--- start Given information ---
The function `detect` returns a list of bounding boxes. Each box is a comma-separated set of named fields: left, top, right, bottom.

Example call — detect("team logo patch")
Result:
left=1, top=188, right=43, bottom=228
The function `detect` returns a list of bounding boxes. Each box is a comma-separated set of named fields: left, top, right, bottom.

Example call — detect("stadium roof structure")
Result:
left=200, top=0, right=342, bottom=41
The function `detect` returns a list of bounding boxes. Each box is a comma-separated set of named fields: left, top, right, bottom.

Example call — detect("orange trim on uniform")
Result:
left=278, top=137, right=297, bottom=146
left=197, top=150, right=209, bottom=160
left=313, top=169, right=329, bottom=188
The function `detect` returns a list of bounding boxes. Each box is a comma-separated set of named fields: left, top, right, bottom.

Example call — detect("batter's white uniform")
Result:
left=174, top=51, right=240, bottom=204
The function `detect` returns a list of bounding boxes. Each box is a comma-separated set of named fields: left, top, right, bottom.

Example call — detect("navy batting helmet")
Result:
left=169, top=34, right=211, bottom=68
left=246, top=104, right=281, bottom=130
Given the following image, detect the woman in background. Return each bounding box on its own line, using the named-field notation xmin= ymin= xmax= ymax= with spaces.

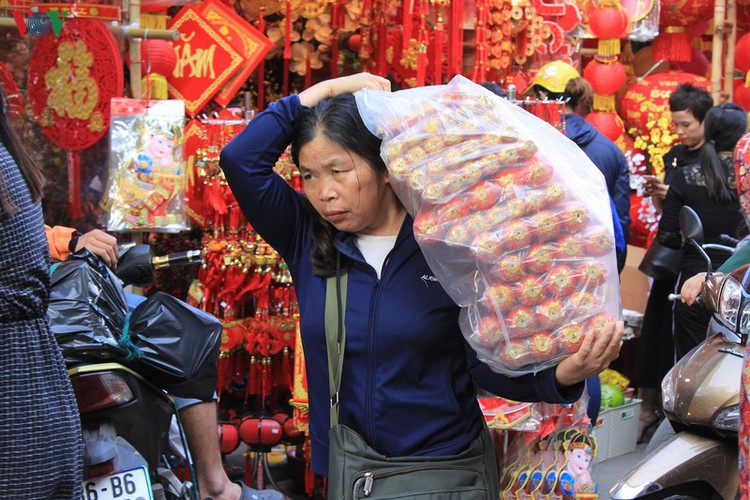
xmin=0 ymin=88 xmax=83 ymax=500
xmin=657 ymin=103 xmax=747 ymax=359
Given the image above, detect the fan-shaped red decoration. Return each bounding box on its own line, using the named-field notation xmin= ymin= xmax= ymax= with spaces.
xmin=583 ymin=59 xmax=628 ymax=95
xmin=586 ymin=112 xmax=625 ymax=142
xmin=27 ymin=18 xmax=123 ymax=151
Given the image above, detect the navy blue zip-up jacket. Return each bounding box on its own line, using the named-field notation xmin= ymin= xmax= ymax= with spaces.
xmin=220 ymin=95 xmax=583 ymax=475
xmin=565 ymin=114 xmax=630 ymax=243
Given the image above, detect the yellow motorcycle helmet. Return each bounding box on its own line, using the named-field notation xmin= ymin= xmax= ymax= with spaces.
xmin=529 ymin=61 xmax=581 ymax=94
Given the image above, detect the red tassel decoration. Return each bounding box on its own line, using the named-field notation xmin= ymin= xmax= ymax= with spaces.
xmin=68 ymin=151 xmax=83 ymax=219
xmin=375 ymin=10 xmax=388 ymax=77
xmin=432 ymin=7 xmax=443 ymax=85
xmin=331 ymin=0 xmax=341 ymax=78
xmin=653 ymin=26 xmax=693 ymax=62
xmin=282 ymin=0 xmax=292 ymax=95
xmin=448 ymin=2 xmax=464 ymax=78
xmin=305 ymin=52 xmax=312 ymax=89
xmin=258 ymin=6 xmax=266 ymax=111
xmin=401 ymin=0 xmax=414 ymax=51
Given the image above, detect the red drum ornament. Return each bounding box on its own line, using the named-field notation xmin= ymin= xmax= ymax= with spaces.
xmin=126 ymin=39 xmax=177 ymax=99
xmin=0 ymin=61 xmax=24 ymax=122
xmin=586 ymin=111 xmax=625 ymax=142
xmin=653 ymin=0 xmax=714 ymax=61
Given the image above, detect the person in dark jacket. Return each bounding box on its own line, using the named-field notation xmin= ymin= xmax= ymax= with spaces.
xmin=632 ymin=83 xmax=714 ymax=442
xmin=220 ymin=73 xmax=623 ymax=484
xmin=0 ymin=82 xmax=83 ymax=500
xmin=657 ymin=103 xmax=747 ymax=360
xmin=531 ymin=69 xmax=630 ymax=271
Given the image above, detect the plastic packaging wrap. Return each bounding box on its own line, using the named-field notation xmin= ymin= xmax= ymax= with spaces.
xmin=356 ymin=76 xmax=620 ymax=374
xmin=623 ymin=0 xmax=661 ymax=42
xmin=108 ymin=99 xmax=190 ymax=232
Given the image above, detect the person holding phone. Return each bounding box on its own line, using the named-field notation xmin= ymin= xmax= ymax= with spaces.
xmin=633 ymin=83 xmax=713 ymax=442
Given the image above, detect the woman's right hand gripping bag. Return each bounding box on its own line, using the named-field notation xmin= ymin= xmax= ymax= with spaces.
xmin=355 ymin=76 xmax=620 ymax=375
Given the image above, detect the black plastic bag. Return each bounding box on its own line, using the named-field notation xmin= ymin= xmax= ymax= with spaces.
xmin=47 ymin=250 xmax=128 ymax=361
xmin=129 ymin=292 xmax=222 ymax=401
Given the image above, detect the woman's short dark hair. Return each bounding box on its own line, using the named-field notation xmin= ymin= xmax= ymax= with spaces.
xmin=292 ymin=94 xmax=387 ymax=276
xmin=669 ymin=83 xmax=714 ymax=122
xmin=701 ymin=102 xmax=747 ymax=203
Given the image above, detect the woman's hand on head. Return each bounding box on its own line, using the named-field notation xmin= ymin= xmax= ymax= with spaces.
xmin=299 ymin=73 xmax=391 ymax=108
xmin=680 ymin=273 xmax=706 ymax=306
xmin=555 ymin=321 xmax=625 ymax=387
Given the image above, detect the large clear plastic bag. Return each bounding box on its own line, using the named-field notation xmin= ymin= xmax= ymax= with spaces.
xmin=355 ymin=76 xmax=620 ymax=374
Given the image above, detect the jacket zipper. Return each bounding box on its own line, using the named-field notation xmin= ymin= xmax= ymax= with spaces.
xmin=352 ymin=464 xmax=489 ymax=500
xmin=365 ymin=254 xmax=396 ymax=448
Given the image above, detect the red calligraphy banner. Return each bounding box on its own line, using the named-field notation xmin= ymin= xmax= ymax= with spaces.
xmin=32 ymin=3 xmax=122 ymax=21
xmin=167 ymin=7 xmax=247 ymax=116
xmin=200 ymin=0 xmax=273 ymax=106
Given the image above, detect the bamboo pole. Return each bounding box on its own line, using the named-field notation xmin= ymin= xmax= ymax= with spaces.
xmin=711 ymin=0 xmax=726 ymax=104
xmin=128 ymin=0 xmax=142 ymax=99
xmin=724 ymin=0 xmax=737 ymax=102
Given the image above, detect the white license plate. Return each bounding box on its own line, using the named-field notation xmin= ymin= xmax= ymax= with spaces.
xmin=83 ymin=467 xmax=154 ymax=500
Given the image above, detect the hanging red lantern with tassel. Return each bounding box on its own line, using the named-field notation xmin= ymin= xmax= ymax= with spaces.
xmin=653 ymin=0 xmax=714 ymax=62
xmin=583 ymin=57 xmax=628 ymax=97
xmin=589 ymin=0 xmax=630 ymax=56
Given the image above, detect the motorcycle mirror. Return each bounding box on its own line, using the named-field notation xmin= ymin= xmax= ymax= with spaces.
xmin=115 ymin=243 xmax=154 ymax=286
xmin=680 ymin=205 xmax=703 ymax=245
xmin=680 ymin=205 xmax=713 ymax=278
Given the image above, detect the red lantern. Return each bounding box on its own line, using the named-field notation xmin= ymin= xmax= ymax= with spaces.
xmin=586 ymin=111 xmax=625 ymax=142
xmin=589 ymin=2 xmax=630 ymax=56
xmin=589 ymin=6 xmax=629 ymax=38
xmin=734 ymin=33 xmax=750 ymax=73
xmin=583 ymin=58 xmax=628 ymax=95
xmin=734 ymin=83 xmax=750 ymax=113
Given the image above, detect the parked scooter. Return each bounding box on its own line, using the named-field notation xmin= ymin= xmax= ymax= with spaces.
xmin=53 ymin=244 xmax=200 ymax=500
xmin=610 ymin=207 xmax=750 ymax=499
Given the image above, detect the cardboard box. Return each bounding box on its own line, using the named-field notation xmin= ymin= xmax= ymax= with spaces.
--- end Given information ---
• Task details:
Retype the lines of the records starting at the line that contains "Given the image above, detect the plastic" and ending at the line that contains "xmin=129 ymin=292 xmax=222 ymax=401", both included, with every character unchanged.

• Output below:
Given the image above, detect the plastic packaging wrap. Return each bounding box on its own line, using the named-field notation xmin= ymin= xmax= ymax= with spaces.
xmin=356 ymin=76 xmax=620 ymax=374
xmin=623 ymin=0 xmax=661 ymax=42
xmin=108 ymin=99 xmax=190 ymax=232
Given the image above, detect the person holding phone. Return each bounding box on its own line, using the named-field notation xmin= ymin= xmax= ymax= with spaces.
xmin=633 ymin=83 xmax=713 ymax=442
Given the image above, detect the woman's right hand gripping bag. Return each bounding box on its own line, using the named-field notation xmin= ymin= xmax= ymax= with spaces.
xmin=355 ymin=76 xmax=620 ymax=375
Given the image above, detect the black plastic bag. Return each bounding box on its own line, using the named-field notation xmin= ymin= xmax= ymax= with spaces.
xmin=47 ymin=250 xmax=128 ymax=361
xmin=129 ymin=292 xmax=222 ymax=401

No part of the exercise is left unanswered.